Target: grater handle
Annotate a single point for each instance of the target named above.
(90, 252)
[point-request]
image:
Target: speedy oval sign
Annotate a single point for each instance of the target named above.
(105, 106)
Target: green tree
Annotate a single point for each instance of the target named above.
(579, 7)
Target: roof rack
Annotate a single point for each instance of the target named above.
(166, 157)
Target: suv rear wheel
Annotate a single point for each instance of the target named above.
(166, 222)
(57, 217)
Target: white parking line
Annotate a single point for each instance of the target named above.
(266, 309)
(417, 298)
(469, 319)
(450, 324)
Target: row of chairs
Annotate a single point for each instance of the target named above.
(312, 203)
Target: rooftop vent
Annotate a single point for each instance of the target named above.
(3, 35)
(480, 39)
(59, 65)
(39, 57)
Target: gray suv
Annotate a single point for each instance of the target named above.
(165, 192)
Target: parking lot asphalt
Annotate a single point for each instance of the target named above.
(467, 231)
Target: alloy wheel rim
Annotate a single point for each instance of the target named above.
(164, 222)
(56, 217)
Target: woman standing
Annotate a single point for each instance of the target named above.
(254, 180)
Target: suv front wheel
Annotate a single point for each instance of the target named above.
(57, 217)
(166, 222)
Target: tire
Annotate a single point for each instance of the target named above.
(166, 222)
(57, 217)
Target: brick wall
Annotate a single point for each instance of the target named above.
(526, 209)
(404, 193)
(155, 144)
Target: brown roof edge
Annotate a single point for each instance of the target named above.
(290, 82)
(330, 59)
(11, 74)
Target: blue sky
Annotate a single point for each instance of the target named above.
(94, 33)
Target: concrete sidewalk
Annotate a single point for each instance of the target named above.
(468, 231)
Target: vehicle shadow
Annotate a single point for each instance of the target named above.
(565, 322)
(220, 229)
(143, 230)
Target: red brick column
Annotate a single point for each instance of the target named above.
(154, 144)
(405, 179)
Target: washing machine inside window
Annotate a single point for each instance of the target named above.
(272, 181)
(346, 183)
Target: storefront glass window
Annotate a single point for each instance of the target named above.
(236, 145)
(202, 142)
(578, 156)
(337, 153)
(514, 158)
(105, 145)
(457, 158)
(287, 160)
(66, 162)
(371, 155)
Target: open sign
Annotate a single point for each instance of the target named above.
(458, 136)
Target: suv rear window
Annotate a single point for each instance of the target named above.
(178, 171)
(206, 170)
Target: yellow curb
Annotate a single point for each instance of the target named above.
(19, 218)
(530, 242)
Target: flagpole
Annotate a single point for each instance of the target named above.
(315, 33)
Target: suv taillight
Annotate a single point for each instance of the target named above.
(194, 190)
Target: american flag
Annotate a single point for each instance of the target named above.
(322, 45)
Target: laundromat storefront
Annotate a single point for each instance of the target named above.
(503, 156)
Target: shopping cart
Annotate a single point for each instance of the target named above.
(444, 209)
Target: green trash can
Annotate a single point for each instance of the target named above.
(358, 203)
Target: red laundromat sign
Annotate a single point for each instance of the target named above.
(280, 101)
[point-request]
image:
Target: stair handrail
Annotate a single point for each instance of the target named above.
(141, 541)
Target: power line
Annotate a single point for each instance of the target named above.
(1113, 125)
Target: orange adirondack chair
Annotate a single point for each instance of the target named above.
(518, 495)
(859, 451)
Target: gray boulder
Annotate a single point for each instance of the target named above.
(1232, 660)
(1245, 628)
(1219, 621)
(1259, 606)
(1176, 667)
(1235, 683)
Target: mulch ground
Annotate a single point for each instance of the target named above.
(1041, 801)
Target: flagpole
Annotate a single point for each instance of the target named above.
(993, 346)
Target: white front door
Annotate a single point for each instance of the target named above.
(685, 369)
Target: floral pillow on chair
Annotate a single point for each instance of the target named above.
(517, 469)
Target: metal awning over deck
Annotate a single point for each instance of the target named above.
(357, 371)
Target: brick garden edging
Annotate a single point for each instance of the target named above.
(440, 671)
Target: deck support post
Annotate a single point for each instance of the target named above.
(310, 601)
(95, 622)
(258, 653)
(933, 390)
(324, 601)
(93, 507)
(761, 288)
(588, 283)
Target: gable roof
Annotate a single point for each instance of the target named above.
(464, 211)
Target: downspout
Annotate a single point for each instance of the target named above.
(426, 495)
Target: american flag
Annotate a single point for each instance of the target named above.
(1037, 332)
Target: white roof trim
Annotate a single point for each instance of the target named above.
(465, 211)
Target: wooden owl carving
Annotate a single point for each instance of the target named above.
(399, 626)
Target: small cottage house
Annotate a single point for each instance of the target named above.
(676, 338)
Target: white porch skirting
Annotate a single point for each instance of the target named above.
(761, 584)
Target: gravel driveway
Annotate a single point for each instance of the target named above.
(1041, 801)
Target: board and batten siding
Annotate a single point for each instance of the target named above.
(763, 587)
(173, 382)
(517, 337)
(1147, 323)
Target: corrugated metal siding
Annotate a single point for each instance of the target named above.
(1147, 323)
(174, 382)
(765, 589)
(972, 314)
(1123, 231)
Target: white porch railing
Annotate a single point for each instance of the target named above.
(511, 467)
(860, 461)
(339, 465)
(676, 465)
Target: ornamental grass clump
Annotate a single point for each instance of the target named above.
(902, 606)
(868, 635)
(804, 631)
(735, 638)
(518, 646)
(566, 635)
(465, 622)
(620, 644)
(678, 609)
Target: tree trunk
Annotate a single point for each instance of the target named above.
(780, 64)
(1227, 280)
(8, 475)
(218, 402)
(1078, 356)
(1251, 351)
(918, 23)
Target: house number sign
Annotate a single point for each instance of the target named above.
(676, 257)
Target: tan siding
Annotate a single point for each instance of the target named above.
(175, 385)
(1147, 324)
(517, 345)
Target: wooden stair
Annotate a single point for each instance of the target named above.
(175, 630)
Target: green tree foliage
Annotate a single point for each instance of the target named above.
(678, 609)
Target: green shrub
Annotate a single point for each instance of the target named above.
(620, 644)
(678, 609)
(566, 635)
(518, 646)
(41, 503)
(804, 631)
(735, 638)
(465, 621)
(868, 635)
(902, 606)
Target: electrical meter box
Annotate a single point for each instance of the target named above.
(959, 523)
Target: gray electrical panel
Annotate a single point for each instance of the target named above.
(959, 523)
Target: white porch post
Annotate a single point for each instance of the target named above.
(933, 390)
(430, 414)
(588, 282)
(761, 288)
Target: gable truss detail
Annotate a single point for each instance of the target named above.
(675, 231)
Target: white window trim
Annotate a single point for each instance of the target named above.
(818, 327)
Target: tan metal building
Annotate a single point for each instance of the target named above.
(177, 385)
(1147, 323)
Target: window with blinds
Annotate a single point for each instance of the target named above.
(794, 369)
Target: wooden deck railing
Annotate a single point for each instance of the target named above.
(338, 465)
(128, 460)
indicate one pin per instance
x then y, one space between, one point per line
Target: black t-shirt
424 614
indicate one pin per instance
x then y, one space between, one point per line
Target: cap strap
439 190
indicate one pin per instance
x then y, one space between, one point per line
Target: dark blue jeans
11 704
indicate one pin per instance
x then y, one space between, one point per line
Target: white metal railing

-------

Recast all of the records above as a Markdown table with the columns "Row" and "Line," giving each non-blank line its own numbered row and leaving blank lines out.

| Row | Line |
|---|---|
| 1 | Target: grater handle |
| 2 | Annotate a single point for each instance of the target named above. |
| 3 | (90, 252) |
| 4 | [point-request] |
| 5 | image: |
| 6 | Target: speedy oval sign |
| 7 | Annotate a single point for each instance of the target named above. |
| 8 | (105, 106) |
| 9 | Target: green tree |
| 10 | Annotate a single point for each instance of the target named above. |
| 11 | (579, 7) |
| 12 | Target: roof rack |
| 13 | Annotate a single point for each instance of the target named above. |
| 14 | (166, 157) |
| 15 | Target: suv rear wheel |
| 16 | Annotate a single point for each instance of the target named above. |
| 17 | (166, 222) |
| 18 | (57, 217) |
| 19 | Target: white parking line |
| 20 | Annotate a single point for each instance of the target named above. |
| 21 | (266, 309) |
| 22 | (417, 298) |
| 23 | (469, 319) |
| 24 | (450, 324) |
| 25 | Target: row of chairs |
| 26 | Annotate a single point for each instance of the target named above. |
| 27 | (312, 203) |
| 28 | Target: rooftop vent |
| 29 | Annotate a single point for each instance of the target named above. |
| 30 | (3, 35) |
| 31 | (480, 39) |
| 32 | (59, 65) |
| 33 | (39, 57) |
| 34 | Target: gray suv |
| 35 | Annotate a single point for each instance of the target named above. |
| 36 | (165, 192) |
| 37 | Target: parking lot asphalt |
| 38 | Annotate a single point for each instance of the target named above. |
| 39 | (467, 231) |
| 40 | Target: alloy wheel rim |
| 41 | Annotate a single point for each instance of the target named above. |
| 42 | (164, 222) |
| 43 | (56, 217) |
| 44 | Target: woman standing |
| 45 | Annotate a single point for each instance of the target named above. |
| 46 | (254, 180) |
| 47 | Target: suv front wheel |
| 48 | Annotate a single point for each instance of the target named above. |
| 49 | (57, 217) |
| 50 | (166, 222) |
| 51 | Target: tire |
| 52 | Annotate a single point for each instance of the target named above. |
| 53 | (166, 222) |
| 54 | (57, 217) |
| 55 | Target: brick wall |
| 56 | Annotate a single point for each instance of the target named above. |
| 57 | (526, 209) |
| 58 | (404, 193) |
| 59 | (155, 144) |
| 60 | Target: brown roof edge |
| 61 | Annotate a single point for each instance of the target named above. |
| 62 | (290, 82) |
| 63 | (330, 59) |
| 64 | (11, 74) |
| 65 | Target: blue sky |
| 66 | Annotate a single point for each instance of the target named above. |
| 67 | (94, 33) |
| 68 | Target: concrete sidewalk |
| 69 | Annotate a single point for each instance of the target named above. |
| 70 | (468, 231) |
| 71 | Target: vehicle shadow |
| 72 | Annotate a single point for each instance of the target named above. |
| 73 | (565, 322) |
| 74 | (220, 229) |
| 75 | (143, 230) |
| 76 | Target: red brick column |
| 77 | Annotate a single point for each instance of the target named above. |
| 78 | (154, 144) |
| 79 | (405, 179) |
| 80 | Target: washing machine inside window |
| 81 | Annotate a single point for each instance of the target named above. |
| 82 | (272, 181) |
| 83 | (346, 183) |
| 84 | Target: storefront glass window |
| 85 | Annotate a single point for each instance of the target named above. |
| 86 | (236, 145) |
| 87 | (202, 142) |
| 88 | (578, 156) |
| 89 | (337, 153) |
| 90 | (514, 158) |
| 91 | (105, 145) |
| 92 | (457, 158) |
| 93 | (287, 160) |
| 94 | (66, 162) |
| 95 | (371, 155) |
| 96 | Target: open sign |
| 97 | Annotate a single point for each instance of the target named above. |
| 98 | (458, 136) |
| 99 | Target: suv rear window |
| 100 | Annotate a single point for each instance of the target named above. |
| 101 | (178, 171) |
| 102 | (206, 170) |
| 103 | Target: yellow curb |
| 104 | Annotate a single point for each instance of the target named above. |
| 105 | (19, 218) |
| 106 | (530, 242) |
| 107 | Target: flagpole |
| 108 | Annotate a single point for each instance of the target named above. |
| 109 | (315, 33) |
| 110 | Target: suv taillight |
| 111 | Annotate a single point for each instance of the target named above. |
| 112 | (194, 190) |
| 113 | Target: american flag |
| 114 | Annotate a single point for each instance of the target named above. |
| 115 | (322, 45) |
| 116 | Target: laundromat storefront |
| 117 | Annotate a single point for each instance of the target named above. |
| 118 | (503, 156) |
| 119 | Target: shopping cart |
| 120 | Annotate a single point for each instance of the target named above. |
| 121 | (444, 209) |
| 122 | Target: green trash can |
| 123 | Annotate a single point for each instance of the target named above. |
| 124 | (358, 203) |
| 125 | Target: red laundromat sign |
| 126 | Annotate a single point for each instance of the target named above. |
| 127 | (280, 101) |
| 128 | [point-request] |
| 129 | image: |
| 130 | Target: stair handrail |
| 131 | Annotate a single point for each instance of the target named above. |
| 132 | (141, 541) |
| 133 | Target: power line |
| 134 | Annotate a single point for each instance of the target named above. |
| 135 | (1113, 125) |
| 136 | Target: orange adirondack chair |
| 137 | Annotate a single point for each instance of the target named above. |
| 138 | (518, 495) |
| 139 | (859, 451) |
| 140 | Target: gray boulder |
| 141 | Annotate a single point for each instance of the target named above. |
| 142 | (1232, 660) |
| 143 | (1245, 628) |
| 144 | (1219, 621) |
| 145 | (1259, 606) |
| 146 | (1176, 667) |
| 147 | (1235, 683) |
| 148 | Target: mulch ground |
| 149 | Annotate a single point for each instance of the target named above. |
| 150 | (1041, 801) |
| 151 | Target: flagpole |
| 152 | Annotate a single point for each instance of the target named above. |
| 153 | (993, 346) |
| 154 | Target: white front door |
| 155 | Annotate a single point for each instance of the target named above. |
| 156 | (685, 369) |
| 157 | Target: floral pillow on chair |
| 158 | Annotate a single point for each instance of the target named above. |
| 159 | (517, 469) |
| 160 | Target: metal awning over deck |
| 161 | Annotate a single point for each instance of the target named above. |
| 162 | (357, 371) |
| 163 | Target: brick garden edging |
| 164 | Annotate a single point for each instance of the target named above. |
| 165 | (440, 671) |
| 166 | Target: deck support post |
| 167 | Annotate a single point for each instance of the target named above. |
| 168 | (310, 601) |
| 169 | (95, 622) |
| 170 | (258, 653) |
| 171 | (933, 390) |
| 172 | (324, 601) |
| 173 | (93, 507) |
| 174 | (761, 288) |
| 175 | (588, 283) |
| 176 | Target: gable roof |
| 177 | Annotate a single point for each instance of the target named above. |
| 178 | (464, 211) |
| 179 | Target: downspout |
| 180 | Annotate a single point for each instance of the target named above. |
| 181 | (426, 495) |
| 182 | Target: american flag |
| 183 | Annotate a single point for each instance of the target named above. |
| 184 | (1037, 332) |
| 185 | Target: white roof trim |
| 186 | Annotate a single point for each instance of the target named above. |
| 187 | (465, 211) |
| 188 | Target: wooden owl carving |
| 189 | Annotate a single point for each instance of the target named above. |
| 190 | (399, 626) |
| 191 | Target: small cottage house |
| 192 | Annotate a single point for each instance of the target named above. |
| 193 | (676, 338) |
| 194 | Target: white porch skirting |
| 195 | Annotate a single point for each instance of the target named above. |
| 196 | (761, 584) |
| 197 | Target: gravel driveway |
| 198 | Annotate a single point for each instance of the target named above. |
| 199 | (1041, 801) |
| 200 | Target: board and batten siding |
| 201 | Annotate a single point for each instance of the target named above. |
| 202 | (763, 587) |
| 203 | (173, 382) |
| 204 | (517, 337) |
| 205 | (1147, 323) |
| 206 | Target: corrugated metal siding |
| 207 | Annotate a single point for each instance of the target named above. |
| 208 | (1147, 323) |
| 209 | (174, 382) |
| 210 | (765, 589) |
| 211 | (972, 314) |
| 212 | (1123, 231) |
| 213 | Target: white porch railing |
| 214 | Annotate a single point for each instance of the target named above. |
| 215 | (511, 467) |
| 216 | (860, 461) |
| 217 | (339, 465) |
| 218 | (676, 465) |
| 219 | Target: ornamental grass clump |
| 220 | Annotate a single point for each instance of the target named above. |
| 221 | (902, 606) |
| 222 | (868, 635) |
| 223 | (804, 631) |
| 224 | (735, 638) |
| 225 | (518, 646) |
| 226 | (566, 635) |
| 227 | (465, 622) |
| 228 | (620, 644) |
| 229 | (678, 609) |
| 230 | Target: tree trunk |
| 231 | Annotate a single point for each instance of the target named above. |
| 232 | (780, 64) |
| 233 | (1227, 280) |
| 234 | (8, 475) |
| 235 | (218, 402) |
| 236 | (1078, 356) |
| 237 | (1251, 351) |
| 238 | (918, 23) |
| 239 | Target: house number sign |
| 240 | Annotate a single point for each instance of the target named above. |
| 241 | (676, 257) |
| 242 | Target: tan siding |
| 243 | Annotate a single point for each instance of the target named above. |
| 244 | (175, 385) |
| 245 | (1147, 324) |
| 246 | (517, 345) |
| 247 | Target: wooden stair |
| 248 | Annotate a single point for each instance of the target named above. |
| 249 | (175, 630) |
| 250 | Target: green tree foliage |
| 251 | Annotate a single point for each instance of the target named above. |
| 252 | (678, 609) |
| 253 | Target: green shrub |
| 254 | Annotate a single point for each instance of the target named above. |
| 255 | (620, 644) |
| 256 | (678, 609) |
| 257 | (566, 635) |
| 258 | (518, 646) |
| 259 | (41, 503) |
| 260 | (804, 631) |
| 261 | (735, 638) |
| 262 | (465, 621) |
| 263 | (868, 635) |
| 264 | (902, 606) |
| 265 | Target: electrical meter box |
| 266 | Annotate a single point for each instance of the target named above. |
| 267 | (959, 523) |
| 268 | Target: gray electrical panel |
| 269 | Annotate a single point for each instance of the target named above. |
| 270 | (959, 523) |
| 271 | Target: white porch post |
| 272 | Annotate a single point for each instance of the target named above. |
| 273 | (933, 390) |
| 274 | (430, 414) |
| 275 | (588, 282) |
| 276 | (761, 288) |
| 277 | Target: gable truss detail |
| 278 | Annotate a single point for each instance of the target named above. |
| 279 | (675, 231) |
| 280 | Target: white window trim |
| 281 | Annotate a single point for each instance of the target named above. |
| 282 | (818, 327) |
| 283 | Target: tan metal building |
| 284 | Annotate a single point for each instance of the target named above. |
| 285 | (177, 385) |
| 286 | (1147, 323) |
| 287 | Target: window with blinds |
| 288 | Annotate a single point for each instance of the target named above. |
| 289 | (794, 369) |
| 290 | Target: wooden deck railing |
| 291 | Annotate a single point for each instance of the target named above. |
| 292 | (338, 465) |
| 293 | (128, 460) |
| 294 | indicate one pin per instance |
| 295 | x then y, one space between, one point per line |
| 296 | Target: black t-shirt |
| 297 | 424 614 |
| 298 | indicate one pin per instance |
| 299 | x then y, one space between, one point per line |
| 300 | Target: cap strap |
| 301 | 439 190 |
| 302 | indicate one pin per instance |
| 303 | x then y, one space between, one point per line |
| 304 | Target: dark blue jeans |
| 305 | 11 704 |
| 306 | indicate one pin per instance |
| 307 | x then y, one space between, one point per line |
| 308 | Target: white metal railing |